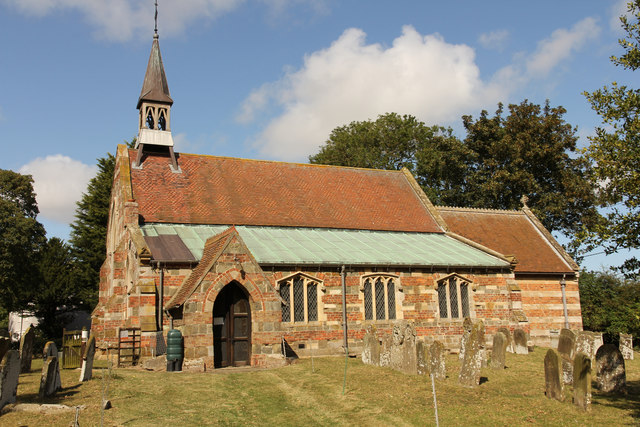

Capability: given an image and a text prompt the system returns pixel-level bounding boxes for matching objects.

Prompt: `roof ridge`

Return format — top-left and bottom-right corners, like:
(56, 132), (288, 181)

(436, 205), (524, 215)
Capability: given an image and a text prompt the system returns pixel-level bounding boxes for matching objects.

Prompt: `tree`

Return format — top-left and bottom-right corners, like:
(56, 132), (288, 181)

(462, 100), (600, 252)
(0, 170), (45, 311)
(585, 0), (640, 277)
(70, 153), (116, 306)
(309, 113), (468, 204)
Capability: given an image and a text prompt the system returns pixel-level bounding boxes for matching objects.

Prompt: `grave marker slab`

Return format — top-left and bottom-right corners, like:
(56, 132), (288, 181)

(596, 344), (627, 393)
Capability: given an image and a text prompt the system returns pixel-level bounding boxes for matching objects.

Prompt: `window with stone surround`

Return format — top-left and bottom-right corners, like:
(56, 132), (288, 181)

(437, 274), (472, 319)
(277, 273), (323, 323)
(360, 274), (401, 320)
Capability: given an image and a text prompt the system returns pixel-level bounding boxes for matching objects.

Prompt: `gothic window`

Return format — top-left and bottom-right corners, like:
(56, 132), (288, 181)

# Instructions to follow
Rewrite every line of the records above as a numbered list, dropping the blank lines and leaving out the pictures.

# Solution to the problem
1. Capability: given an image and a text prompt the system returns pixel-level bounding boxes for matching objects.
2. Prompt: `roof ridge`
3. Return format — top-left and bottom-right corners, like:
4. (56, 132), (288, 181)
5. (436, 205), (524, 215)
6. Capability: given an image and a text prompt the system returns pixel-level bounding boxes for matching objects.
7. Prompt: `tree`
8. Return format — top-left and bottom-right corners, like:
9. (56, 132), (288, 181)
10. (462, 100), (600, 252)
11. (0, 170), (45, 311)
12. (585, 0), (640, 277)
13. (70, 153), (116, 306)
14. (309, 113), (468, 204)
15. Capability: given an image and a text prompt the system returns pixel-level bounding boxes for matching objects.
16. Prompt: `grave marker slab`
17. Return format — top-left and bottom-right corners, like:
18. (56, 132), (288, 181)
19. (596, 344), (627, 393)
20. Capability: given an image and a text prompt the system returns pixel-level bounding boxes for matching objects.
21. Prompt: `window with stone surround`
22. Return format — top-left and bottom-right corners, like:
23. (56, 132), (288, 181)
24. (437, 274), (472, 319)
25. (277, 273), (323, 323)
26. (360, 274), (401, 320)
27. Capability: given an image and a text prompt the system returns pixel-level bounding boxes for matching objects.
28. Prompt: `gothic window`
29. Return format — top-left and bottom-right corners, like:
30. (56, 132), (288, 181)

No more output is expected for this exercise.